• **SET PROBLEM 1**
List every body that the article on Austrian industry names as taking part in Austria's social partnership arrangement.
• **SET PROBLEM 2**
According to the article on Austrian industry, by when must much of nationalized industry get into the black?

• **EXCERPTED PASSAGE**

----------

Austria hunts new industry, new policies

Austrian industry is making changes. But is it making the right changes, in the right way, and is it making them fast enough? Austria's economy has done quite nicely, thank you, over the past several years, with above-average growth, low inflation, and low unemployment.

But like virtually all developed countries, particularly those with small domestic markets, Austria is worried about its ability to maintain its industrial base in the face of ever increasing global competition. The Socialist government has put much of nationalized industry on notice: Get into the black by the end of 1986, or else.

Meanwhile, many Austrians feel their industrial future lies less in adapting existing industry than in growing new businesses. ``Innovation'' is on everyone's lips. This has much in common with what's going on elsewhere in Europe and North America, but there are some distinctive Austrian elements.

The most important of these is Austria's ``social partnership.'' This is a longstanding arrangement whereby the Finance Ministry works with the Federal Economic Chamber, the employers' association, and the Chamber of Labor, the legal representative of all workers, to develop basic economic policy and legislation. (The trade union confederation and the farmers' association are also part of the partnership, but the first two groups are the most important partners.)

This partnership is credited with some of Austria's economic successes over the past few years, including reducing the annual strike rate to only a few seconds per worker -- as Austrians are quite pleased to point out.

----------

• **DATA PROVIDED**
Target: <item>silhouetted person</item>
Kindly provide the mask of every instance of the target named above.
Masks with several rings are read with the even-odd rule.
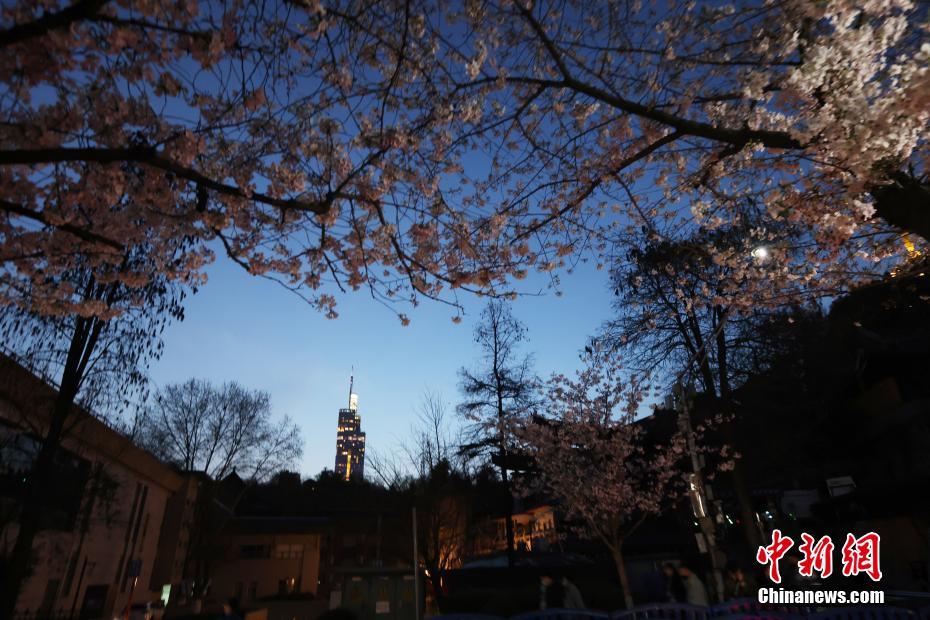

----------

• **CORRECT ANSWER 1**
The Finance Ministry
The Federal Economic Chamber
The Chamber of Labor
The trade union confederation
The farmers' association

• **CORRECT ANSWER 2**
By the end of 1986.